Exercise details. Copy out in full every line of the records below that contains the word "white".

Material for the task.
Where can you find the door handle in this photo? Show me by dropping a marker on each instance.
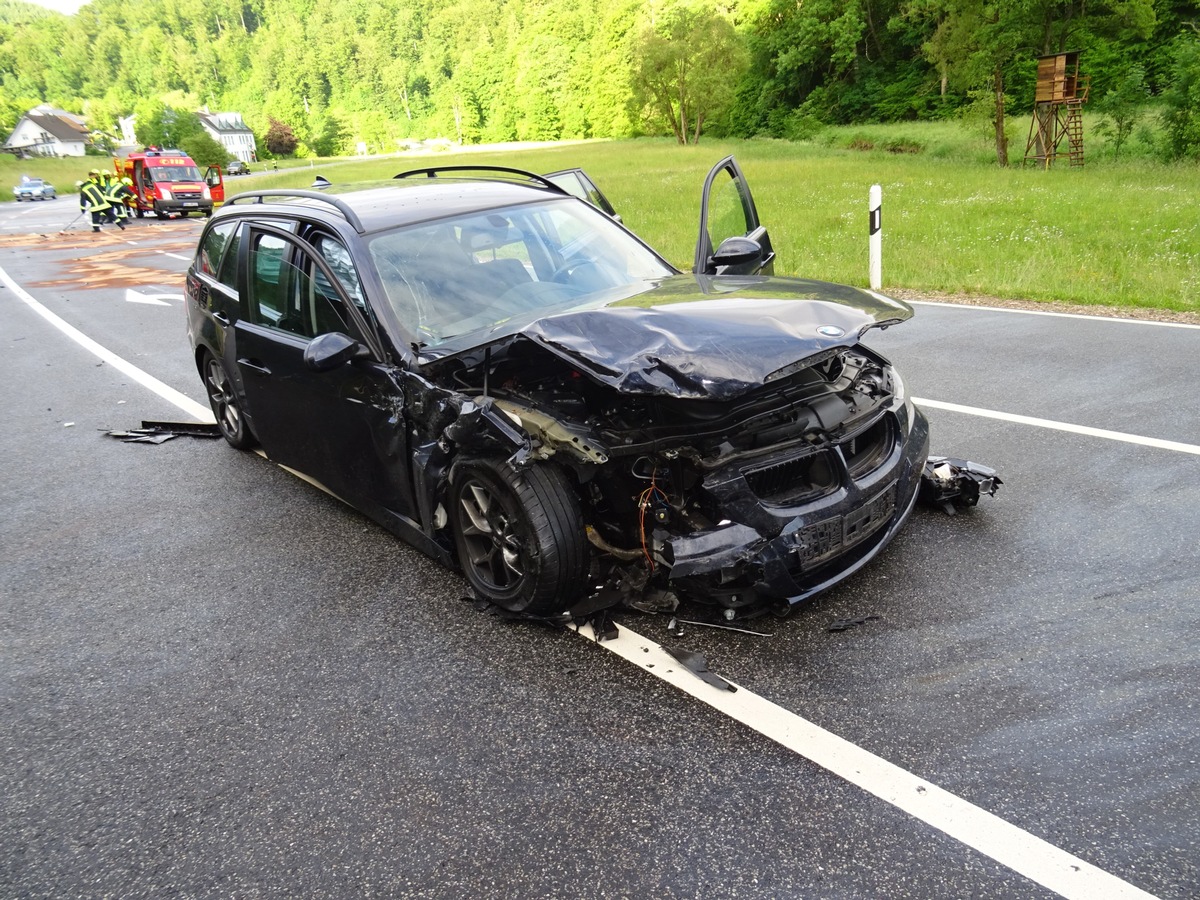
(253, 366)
...
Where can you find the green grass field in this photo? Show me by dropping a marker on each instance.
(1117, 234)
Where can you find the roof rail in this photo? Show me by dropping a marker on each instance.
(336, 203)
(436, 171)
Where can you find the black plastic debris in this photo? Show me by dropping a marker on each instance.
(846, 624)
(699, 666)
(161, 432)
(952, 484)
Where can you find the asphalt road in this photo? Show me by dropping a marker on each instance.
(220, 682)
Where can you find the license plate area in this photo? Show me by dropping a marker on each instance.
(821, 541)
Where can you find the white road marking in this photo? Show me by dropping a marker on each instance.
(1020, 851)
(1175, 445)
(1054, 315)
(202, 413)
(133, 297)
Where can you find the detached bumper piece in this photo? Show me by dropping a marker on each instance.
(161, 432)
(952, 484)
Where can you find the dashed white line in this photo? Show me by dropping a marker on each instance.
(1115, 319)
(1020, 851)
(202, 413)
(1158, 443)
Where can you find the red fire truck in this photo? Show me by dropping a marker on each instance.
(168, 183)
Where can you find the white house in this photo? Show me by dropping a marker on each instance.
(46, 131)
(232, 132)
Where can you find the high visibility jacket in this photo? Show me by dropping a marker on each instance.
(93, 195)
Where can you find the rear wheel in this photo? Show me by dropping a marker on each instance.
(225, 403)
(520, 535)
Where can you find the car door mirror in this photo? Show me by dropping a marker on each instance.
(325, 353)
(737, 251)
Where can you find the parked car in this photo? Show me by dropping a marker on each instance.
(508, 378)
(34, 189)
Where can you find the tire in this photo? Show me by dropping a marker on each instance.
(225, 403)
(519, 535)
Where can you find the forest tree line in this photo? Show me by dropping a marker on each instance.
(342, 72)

Exercise result.
Where can you find the white road marking in this photo? Show me by dropping a marker on each instance.
Where can you find the dashed white line in this photo? Show me by dropping a marker on each instance.
Where can you find the white house in this photo? Show me by dropping a marker on each instance.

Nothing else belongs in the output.